>> START Source material
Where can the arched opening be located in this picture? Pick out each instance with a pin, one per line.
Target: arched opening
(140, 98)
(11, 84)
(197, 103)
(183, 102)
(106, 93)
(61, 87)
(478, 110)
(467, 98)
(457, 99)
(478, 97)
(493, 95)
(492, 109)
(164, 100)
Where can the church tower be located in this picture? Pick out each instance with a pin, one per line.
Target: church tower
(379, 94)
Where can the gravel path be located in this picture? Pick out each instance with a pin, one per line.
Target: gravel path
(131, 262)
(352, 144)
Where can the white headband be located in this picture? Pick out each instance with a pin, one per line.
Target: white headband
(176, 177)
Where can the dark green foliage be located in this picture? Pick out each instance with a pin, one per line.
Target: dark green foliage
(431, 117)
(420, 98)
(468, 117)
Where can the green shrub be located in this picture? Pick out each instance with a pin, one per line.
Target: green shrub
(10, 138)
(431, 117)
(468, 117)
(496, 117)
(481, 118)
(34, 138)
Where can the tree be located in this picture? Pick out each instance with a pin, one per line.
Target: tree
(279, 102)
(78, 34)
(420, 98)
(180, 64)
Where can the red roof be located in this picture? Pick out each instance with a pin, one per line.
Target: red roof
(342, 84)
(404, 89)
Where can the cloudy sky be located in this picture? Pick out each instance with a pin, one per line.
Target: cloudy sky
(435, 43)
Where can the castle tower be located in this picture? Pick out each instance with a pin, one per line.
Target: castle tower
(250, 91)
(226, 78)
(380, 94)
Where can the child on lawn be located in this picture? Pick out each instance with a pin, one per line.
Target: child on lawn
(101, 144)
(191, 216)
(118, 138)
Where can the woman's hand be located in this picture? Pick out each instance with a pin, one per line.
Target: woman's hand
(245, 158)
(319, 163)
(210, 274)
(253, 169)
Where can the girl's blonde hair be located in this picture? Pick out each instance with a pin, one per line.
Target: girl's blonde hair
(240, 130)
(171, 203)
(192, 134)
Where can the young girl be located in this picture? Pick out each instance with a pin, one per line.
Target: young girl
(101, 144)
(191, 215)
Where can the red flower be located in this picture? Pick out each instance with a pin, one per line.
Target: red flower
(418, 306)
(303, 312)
>> END Source material
Could you print the items above verbatim, starting at the line that contains "Where can the red flower" and ending with the final line of the items?

Where can the red flower be located in this picture? Pick out each instance with a pin, one per line.
Target: red flower
(418, 306)
(303, 312)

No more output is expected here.